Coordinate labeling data
>> begin
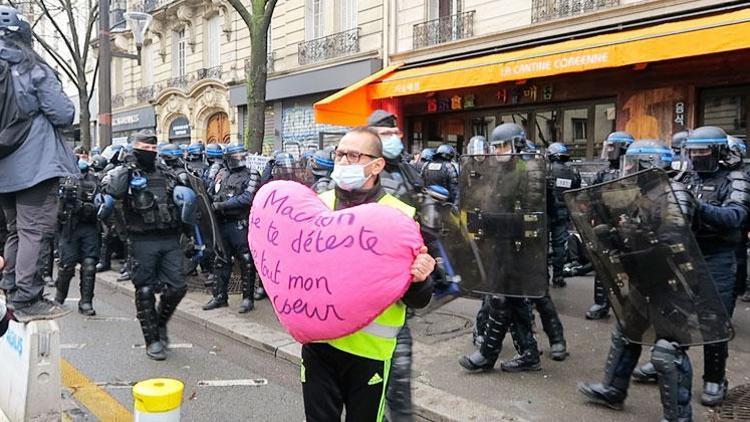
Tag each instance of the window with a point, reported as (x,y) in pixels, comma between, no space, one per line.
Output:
(179,47)
(147,65)
(348,18)
(213,41)
(314,19)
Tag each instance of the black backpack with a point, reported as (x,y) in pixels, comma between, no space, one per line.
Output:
(14,124)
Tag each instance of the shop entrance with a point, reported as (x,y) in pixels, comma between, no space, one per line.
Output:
(217,129)
(580,125)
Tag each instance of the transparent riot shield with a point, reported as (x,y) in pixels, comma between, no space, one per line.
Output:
(502,219)
(644,251)
(208,227)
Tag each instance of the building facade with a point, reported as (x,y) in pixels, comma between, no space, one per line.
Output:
(563,69)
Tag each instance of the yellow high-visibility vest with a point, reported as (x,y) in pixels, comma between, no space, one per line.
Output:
(378,339)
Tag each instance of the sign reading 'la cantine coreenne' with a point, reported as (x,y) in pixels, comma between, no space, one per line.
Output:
(329,273)
(180,128)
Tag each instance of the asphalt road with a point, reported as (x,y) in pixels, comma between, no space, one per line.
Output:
(107,349)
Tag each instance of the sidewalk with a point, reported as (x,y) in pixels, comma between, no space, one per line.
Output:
(444,392)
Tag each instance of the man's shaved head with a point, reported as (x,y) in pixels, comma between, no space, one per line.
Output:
(363,139)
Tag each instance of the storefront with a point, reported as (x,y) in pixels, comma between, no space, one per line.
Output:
(651,81)
(179,131)
(128,122)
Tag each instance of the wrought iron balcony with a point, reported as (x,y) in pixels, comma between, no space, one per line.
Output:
(547,10)
(209,73)
(145,93)
(180,82)
(448,28)
(118,100)
(329,47)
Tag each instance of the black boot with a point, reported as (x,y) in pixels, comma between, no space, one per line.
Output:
(105,256)
(621,360)
(170,298)
(675,380)
(714,373)
(497,326)
(552,327)
(88,276)
(220,294)
(527,358)
(64,275)
(247,271)
(600,308)
(645,373)
(145,304)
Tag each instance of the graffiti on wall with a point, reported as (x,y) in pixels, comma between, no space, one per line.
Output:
(298,125)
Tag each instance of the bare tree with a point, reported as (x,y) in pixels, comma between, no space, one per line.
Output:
(257,17)
(75,28)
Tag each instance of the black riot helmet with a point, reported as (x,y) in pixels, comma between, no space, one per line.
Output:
(14,25)
(705,147)
(557,151)
(509,134)
(616,144)
(98,162)
(446,152)
(235,155)
(645,154)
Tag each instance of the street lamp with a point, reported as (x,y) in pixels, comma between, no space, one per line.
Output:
(138,23)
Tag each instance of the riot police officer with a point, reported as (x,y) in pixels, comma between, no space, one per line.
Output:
(614,148)
(442,172)
(155,209)
(560,178)
(322,166)
(215,162)
(668,356)
(506,313)
(233,193)
(79,237)
(194,159)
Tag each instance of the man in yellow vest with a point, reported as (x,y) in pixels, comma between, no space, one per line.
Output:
(352,372)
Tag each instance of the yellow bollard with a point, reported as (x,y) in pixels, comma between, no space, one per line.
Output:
(158,400)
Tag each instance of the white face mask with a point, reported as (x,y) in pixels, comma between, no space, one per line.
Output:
(350,177)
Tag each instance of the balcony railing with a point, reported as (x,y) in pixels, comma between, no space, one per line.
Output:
(145,93)
(209,73)
(329,47)
(180,82)
(547,10)
(448,28)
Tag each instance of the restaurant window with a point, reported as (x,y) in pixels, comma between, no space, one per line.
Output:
(726,108)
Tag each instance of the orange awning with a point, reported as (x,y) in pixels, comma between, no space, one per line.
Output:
(351,105)
(673,40)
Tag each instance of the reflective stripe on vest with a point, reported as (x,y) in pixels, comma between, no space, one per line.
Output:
(377,340)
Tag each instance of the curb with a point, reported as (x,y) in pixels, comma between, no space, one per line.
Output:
(430,404)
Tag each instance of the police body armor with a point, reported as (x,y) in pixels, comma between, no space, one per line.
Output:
(232,183)
(149,206)
(637,231)
(77,201)
(720,188)
(561,177)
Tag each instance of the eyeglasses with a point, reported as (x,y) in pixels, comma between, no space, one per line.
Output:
(351,156)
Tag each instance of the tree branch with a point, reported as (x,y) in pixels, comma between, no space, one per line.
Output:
(270,6)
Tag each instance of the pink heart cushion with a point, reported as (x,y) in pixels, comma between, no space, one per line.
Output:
(329,273)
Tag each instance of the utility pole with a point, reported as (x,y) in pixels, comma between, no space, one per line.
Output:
(105,82)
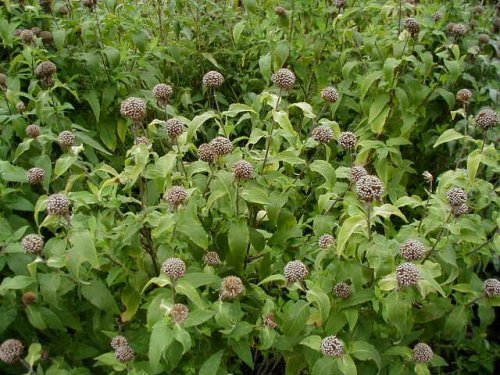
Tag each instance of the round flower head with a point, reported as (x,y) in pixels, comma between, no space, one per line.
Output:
(11,351)
(464,95)
(206,153)
(221,146)
(412,26)
(242,170)
(422,353)
(124,353)
(269,321)
(29,298)
(213,79)
(412,250)
(162,94)
(174,268)
(369,188)
(486,118)
(66,139)
(232,287)
(284,79)
(134,109)
(32,243)
(322,134)
(491,288)
(295,271)
(176,195)
(329,94)
(325,241)
(45,69)
(118,341)
(456,196)
(212,258)
(35,176)
(331,346)
(58,205)
(342,290)
(174,128)
(357,172)
(407,274)
(348,140)
(33,131)
(179,313)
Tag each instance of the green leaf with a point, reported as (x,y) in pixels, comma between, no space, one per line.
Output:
(238,239)
(318,296)
(99,295)
(448,136)
(347,229)
(212,364)
(365,351)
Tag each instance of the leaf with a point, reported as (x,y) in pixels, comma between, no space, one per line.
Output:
(212,364)
(161,338)
(348,227)
(448,136)
(238,240)
(99,295)
(365,351)
(314,342)
(473,161)
(319,297)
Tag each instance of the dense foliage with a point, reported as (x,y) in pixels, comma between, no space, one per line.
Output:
(249,187)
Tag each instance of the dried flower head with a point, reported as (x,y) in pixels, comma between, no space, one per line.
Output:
(284,79)
(412,250)
(11,351)
(162,93)
(29,298)
(206,153)
(212,258)
(232,287)
(124,353)
(174,268)
(176,195)
(213,79)
(134,109)
(407,274)
(66,139)
(174,128)
(269,321)
(330,94)
(35,176)
(464,95)
(369,188)
(221,146)
(242,170)
(486,118)
(348,140)
(325,241)
(331,346)
(422,353)
(322,134)
(456,196)
(58,205)
(32,243)
(412,26)
(357,172)
(118,341)
(342,290)
(179,313)
(295,271)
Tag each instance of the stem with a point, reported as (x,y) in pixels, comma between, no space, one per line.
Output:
(269,141)
(426,207)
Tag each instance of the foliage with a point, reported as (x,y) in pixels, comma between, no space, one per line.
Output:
(100,273)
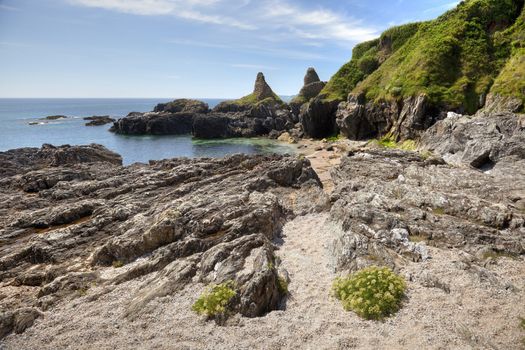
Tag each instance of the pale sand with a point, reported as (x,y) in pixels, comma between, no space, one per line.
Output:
(475,315)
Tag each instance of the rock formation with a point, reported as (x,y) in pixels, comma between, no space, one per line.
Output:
(69,221)
(99,120)
(311,88)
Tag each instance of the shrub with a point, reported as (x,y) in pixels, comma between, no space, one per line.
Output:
(282,285)
(372,293)
(214,301)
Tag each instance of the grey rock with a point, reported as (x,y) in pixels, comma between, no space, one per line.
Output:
(479,141)
(177,221)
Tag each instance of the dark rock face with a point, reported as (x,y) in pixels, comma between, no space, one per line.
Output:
(170,223)
(479,141)
(154,123)
(258,120)
(407,119)
(20,160)
(318,118)
(99,120)
(311,88)
(182,106)
(383,198)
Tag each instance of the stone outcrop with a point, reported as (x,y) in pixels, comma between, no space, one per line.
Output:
(393,204)
(407,119)
(154,123)
(261,89)
(258,120)
(311,88)
(21,160)
(480,141)
(317,118)
(99,120)
(173,118)
(182,106)
(169,224)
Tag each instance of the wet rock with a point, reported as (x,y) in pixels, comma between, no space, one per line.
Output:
(392,204)
(479,141)
(99,120)
(318,118)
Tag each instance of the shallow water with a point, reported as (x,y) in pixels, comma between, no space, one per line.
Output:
(15,131)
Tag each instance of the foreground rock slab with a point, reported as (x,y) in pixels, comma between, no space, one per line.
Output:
(171,223)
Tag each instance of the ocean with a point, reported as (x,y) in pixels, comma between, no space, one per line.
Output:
(16,131)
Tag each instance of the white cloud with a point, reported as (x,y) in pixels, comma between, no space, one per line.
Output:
(266,16)
(253,66)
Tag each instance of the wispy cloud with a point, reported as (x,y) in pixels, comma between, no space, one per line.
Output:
(442,8)
(253,66)
(275,16)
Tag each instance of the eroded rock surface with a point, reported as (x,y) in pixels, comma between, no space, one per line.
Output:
(388,201)
(168,224)
(480,141)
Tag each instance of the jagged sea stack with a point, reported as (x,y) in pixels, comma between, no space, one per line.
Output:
(311,88)
(262,90)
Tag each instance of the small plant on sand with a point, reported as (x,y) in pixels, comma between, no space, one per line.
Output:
(215,300)
(282,285)
(373,293)
(117,263)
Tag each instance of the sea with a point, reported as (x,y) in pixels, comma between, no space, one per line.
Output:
(22,125)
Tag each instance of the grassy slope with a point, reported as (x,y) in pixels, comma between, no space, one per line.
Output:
(453,59)
(511,80)
(366,58)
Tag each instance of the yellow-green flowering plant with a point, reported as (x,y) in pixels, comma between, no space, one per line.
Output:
(372,293)
(214,301)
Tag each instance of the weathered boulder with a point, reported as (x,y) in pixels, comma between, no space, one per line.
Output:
(21,160)
(182,106)
(479,141)
(170,224)
(153,123)
(392,204)
(407,119)
(257,120)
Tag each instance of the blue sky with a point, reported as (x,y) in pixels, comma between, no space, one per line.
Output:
(184,48)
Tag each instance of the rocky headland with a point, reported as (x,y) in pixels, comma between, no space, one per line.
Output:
(261,113)
(422,170)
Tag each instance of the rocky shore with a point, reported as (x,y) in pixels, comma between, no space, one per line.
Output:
(122,252)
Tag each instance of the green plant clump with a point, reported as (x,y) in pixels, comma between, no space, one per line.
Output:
(373,293)
(215,300)
(455,60)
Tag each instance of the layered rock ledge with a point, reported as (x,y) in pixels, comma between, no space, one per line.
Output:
(68,222)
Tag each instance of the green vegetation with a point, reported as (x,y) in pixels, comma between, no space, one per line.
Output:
(215,300)
(251,99)
(334,138)
(522,326)
(117,263)
(492,254)
(438,211)
(455,59)
(388,141)
(372,293)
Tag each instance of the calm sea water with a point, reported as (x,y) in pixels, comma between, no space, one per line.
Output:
(16,131)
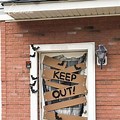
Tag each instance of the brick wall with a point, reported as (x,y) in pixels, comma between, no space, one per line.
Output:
(16,38)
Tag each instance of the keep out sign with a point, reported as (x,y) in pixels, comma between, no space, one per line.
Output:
(64,76)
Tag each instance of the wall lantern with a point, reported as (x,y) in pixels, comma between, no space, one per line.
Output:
(28,64)
(101,55)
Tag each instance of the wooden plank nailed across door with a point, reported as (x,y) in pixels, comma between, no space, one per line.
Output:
(51,116)
(55,85)
(55,63)
(65,104)
(64,76)
(75,68)
(65,92)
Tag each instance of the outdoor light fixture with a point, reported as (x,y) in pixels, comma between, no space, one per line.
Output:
(101,55)
(28,64)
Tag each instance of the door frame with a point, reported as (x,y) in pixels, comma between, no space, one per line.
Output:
(67,47)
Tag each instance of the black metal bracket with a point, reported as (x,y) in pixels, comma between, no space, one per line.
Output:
(32,90)
(34,78)
(34,48)
(33,84)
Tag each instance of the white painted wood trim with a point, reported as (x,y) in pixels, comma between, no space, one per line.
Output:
(48,6)
(33,96)
(0,82)
(90,47)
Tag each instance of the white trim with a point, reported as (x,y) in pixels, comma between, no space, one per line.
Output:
(33,96)
(47,6)
(0,81)
(90,47)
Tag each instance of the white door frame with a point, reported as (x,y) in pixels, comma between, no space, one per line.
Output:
(89,47)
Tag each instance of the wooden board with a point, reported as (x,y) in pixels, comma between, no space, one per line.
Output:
(51,116)
(54,84)
(54,63)
(64,76)
(65,92)
(65,104)
(75,68)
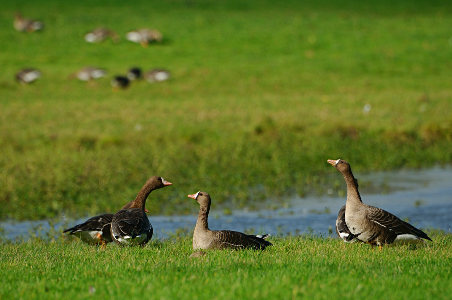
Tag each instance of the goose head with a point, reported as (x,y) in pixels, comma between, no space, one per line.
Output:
(341,165)
(201,197)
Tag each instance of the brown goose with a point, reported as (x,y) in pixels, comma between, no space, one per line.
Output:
(100,34)
(204,238)
(341,227)
(131,226)
(368,223)
(25,25)
(28,75)
(95,230)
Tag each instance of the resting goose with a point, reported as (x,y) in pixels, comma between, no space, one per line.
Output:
(95,230)
(25,25)
(157,75)
(204,238)
(28,75)
(100,34)
(368,223)
(131,226)
(341,227)
(144,36)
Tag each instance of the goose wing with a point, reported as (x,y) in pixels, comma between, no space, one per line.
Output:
(130,222)
(341,227)
(393,223)
(238,240)
(96,223)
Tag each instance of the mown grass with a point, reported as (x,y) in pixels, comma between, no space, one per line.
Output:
(262,94)
(295,267)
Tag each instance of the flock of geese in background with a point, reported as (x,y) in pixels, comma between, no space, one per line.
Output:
(356,222)
(141,36)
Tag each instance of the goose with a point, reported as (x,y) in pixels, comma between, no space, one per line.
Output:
(100,34)
(28,75)
(120,82)
(144,36)
(371,224)
(95,230)
(204,238)
(341,227)
(25,25)
(157,75)
(131,226)
(134,73)
(90,73)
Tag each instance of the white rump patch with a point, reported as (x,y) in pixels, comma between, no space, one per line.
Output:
(128,240)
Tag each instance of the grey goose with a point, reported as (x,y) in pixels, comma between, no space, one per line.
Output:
(204,238)
(341,227)
(25,25)
(95,230)
(28,75)
(131,226)
(100,34)
(371,224)
(144,36)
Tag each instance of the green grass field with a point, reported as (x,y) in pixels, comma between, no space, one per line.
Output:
(262,94)
(295,267)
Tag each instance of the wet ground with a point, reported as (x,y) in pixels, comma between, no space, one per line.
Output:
(423,197)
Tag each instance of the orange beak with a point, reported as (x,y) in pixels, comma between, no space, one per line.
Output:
(193,196)
(332,162)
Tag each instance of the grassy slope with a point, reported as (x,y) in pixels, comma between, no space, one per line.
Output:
>> end
**PROBLEM REQUIREMENTS**: Set down exactly what runs from the line with "Tag each instance of the grey goose" to the last line of the data above, including both of those lines and no others.

**TASK OUTPUT**:
Tag each instance of the grey goose with a point, reported as (x,y) in pixels, comma between, no space, one per line.
Output:
(204,238)
(341,227)
(25,25)
(95,230)
(28,75)
(131,226)
(100,34)
(371,224)
(144,36)
Tag each instance of the green grass field with a point, reported as (x,y) in pixels, comma between, no space, one per line.
Output:
(262,94)
(295,267)
Tag each instance of the wet ground with a point, reported as (x,y) in pixels, comma between, no space, one per line.
Output:
(423,197)
Tag each instance of the orange beak with a point, reported as (x,y) in pixels, comma between, no space, one per line.
Output:
(193,196)
(332,162)
Tag each instance of the grassy slope with a point, reported as (x,y) in pixels, comma between, no space, one per line.
Output:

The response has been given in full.